» **RECORD EXTRACTS**:
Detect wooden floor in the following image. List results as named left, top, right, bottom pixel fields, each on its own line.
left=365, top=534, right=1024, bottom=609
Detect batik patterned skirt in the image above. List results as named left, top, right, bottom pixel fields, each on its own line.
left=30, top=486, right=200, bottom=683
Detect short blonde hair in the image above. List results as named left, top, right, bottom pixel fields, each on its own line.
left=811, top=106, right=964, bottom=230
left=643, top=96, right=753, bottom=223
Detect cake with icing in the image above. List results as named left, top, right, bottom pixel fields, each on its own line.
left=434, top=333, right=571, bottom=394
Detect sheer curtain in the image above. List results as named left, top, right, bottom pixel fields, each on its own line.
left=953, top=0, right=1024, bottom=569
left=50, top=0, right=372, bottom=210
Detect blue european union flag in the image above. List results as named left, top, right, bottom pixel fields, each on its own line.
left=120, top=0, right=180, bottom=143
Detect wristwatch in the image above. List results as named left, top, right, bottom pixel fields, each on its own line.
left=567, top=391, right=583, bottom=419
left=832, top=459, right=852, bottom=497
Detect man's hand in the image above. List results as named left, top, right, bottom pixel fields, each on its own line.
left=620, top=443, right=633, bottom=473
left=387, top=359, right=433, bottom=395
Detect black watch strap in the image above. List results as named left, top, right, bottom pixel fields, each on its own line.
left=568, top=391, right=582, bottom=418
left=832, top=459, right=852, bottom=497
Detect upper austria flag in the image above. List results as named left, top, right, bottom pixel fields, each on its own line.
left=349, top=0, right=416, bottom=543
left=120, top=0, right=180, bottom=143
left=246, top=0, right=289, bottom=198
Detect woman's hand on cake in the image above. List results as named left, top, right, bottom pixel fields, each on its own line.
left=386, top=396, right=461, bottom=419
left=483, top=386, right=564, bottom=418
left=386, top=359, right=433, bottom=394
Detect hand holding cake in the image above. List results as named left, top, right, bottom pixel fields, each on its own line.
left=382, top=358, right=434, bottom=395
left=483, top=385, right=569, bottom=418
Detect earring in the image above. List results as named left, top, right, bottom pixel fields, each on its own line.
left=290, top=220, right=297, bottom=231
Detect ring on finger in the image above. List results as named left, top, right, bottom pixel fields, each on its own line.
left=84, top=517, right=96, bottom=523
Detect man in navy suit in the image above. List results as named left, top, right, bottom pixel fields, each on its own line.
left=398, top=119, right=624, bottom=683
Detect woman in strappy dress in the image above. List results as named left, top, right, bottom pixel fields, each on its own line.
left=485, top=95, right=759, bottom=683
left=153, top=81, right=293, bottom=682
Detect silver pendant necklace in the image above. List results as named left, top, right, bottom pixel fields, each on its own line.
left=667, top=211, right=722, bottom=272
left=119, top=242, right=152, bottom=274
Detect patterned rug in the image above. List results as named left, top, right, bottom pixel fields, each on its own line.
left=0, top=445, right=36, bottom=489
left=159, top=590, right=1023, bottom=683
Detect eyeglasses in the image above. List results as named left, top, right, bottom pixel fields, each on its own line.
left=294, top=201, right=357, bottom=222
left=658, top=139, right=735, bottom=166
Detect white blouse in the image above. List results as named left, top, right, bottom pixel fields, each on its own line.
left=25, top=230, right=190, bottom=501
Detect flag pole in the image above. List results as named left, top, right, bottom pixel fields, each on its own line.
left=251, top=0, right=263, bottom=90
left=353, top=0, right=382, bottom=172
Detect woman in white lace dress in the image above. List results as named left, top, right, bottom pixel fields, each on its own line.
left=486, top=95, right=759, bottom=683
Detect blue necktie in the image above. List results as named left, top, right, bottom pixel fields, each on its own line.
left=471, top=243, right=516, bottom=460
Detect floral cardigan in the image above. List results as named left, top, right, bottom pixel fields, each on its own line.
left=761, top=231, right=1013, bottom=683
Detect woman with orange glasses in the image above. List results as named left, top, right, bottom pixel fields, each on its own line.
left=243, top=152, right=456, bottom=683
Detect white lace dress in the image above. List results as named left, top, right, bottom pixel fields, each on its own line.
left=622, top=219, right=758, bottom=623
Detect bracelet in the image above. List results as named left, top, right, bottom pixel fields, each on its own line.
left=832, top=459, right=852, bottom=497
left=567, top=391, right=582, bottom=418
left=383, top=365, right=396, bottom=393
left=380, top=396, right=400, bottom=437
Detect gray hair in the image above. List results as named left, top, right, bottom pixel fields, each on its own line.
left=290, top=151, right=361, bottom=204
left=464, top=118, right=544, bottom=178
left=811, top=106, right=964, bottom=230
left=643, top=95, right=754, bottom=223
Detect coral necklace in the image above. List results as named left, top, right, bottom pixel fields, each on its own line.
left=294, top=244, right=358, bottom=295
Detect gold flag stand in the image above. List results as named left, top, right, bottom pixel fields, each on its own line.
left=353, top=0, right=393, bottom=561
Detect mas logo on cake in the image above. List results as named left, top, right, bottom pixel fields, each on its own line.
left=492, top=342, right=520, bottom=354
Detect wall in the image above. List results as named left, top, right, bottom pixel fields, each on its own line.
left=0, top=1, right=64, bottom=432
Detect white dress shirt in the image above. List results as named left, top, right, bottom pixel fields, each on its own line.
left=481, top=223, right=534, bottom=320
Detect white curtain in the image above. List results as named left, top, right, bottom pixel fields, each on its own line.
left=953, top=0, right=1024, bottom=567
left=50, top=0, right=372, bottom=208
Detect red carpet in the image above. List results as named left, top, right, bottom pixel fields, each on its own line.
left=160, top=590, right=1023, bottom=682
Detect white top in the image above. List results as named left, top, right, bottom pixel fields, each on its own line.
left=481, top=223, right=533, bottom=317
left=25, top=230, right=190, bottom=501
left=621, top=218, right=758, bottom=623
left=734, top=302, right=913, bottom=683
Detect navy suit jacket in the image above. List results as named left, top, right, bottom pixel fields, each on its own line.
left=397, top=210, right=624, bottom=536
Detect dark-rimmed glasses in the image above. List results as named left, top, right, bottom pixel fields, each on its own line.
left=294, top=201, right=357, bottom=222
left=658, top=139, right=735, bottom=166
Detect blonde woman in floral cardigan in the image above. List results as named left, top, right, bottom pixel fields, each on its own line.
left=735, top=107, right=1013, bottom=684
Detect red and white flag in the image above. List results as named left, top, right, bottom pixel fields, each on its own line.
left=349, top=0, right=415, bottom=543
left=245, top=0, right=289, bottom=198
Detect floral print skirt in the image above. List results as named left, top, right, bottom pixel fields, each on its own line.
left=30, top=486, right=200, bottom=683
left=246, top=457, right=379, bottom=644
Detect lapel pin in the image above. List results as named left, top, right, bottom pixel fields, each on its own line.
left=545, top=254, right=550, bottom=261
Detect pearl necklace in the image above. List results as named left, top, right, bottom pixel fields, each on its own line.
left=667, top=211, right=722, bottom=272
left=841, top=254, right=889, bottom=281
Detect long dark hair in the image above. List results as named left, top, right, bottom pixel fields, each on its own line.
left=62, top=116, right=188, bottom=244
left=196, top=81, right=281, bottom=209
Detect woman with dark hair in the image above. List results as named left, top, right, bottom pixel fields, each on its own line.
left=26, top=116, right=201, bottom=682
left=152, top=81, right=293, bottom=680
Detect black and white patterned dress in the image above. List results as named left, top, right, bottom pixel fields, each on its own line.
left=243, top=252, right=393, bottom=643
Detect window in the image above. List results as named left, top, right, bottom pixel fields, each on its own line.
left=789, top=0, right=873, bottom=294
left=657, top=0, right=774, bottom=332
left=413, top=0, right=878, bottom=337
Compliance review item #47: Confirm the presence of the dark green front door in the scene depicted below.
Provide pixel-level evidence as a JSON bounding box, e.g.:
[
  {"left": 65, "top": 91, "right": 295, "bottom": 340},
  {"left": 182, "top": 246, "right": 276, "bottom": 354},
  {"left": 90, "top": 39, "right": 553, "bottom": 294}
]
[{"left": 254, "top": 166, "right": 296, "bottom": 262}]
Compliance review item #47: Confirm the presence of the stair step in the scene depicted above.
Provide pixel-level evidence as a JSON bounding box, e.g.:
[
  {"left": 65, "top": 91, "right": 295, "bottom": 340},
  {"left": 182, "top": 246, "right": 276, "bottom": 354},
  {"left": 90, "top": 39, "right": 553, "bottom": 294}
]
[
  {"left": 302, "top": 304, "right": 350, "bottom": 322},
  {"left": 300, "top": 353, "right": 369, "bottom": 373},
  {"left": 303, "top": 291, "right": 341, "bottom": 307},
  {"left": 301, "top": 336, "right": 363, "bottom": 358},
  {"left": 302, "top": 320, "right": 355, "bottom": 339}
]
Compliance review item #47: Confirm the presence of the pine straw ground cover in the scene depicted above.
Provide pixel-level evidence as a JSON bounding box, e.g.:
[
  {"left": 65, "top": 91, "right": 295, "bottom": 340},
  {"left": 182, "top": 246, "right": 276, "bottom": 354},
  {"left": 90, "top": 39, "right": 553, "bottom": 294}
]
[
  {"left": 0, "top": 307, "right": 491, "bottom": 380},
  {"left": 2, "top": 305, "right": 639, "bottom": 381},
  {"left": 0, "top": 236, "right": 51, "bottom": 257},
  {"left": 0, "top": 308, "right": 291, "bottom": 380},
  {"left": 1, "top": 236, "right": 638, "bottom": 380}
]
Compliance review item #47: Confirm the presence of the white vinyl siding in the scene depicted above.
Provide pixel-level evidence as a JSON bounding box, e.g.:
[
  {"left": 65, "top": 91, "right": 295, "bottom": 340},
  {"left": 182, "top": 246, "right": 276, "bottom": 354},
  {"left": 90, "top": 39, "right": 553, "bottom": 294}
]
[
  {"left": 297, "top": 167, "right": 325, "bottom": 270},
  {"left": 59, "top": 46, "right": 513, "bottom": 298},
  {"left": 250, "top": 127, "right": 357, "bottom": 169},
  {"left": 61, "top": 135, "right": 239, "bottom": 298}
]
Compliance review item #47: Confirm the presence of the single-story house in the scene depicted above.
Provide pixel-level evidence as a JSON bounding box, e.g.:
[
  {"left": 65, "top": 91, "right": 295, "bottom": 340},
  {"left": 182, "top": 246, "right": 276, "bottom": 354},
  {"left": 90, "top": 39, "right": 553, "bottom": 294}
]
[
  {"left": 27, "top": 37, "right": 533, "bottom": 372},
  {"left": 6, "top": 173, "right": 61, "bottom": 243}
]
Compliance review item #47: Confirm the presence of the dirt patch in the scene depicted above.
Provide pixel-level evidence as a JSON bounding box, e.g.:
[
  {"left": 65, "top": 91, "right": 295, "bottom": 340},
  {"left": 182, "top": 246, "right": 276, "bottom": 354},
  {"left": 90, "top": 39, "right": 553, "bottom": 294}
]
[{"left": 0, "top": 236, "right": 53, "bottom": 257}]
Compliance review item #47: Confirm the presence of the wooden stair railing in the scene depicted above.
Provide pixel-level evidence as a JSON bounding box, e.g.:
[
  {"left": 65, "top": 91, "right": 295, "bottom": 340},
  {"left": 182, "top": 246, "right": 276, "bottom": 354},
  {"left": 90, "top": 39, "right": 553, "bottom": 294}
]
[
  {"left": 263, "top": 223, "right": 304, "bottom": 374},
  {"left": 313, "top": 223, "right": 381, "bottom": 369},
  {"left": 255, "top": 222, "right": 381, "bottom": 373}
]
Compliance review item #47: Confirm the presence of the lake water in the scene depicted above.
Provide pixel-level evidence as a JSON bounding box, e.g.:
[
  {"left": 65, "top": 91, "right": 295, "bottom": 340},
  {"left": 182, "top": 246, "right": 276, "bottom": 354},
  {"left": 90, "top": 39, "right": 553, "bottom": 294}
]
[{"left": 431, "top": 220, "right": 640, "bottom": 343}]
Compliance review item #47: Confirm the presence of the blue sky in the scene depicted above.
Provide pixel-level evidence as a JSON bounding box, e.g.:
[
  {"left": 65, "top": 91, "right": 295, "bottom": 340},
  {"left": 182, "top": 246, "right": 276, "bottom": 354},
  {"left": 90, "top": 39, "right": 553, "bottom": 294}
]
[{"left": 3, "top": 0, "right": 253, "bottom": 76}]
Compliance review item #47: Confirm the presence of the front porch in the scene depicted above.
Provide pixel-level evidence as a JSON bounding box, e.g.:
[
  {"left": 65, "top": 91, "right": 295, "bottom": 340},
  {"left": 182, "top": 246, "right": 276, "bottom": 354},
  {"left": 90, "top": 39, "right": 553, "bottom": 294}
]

» **EXERCISE**:
Filter the records above for "front" and copy every matching line.

» **ANSWER AREA**:
Compliance review item #47: Confirm the presence of the dark green front door in the scene depicted below.
Compliance review item #47: Confirm the presence of the front porch in the scene depicted above.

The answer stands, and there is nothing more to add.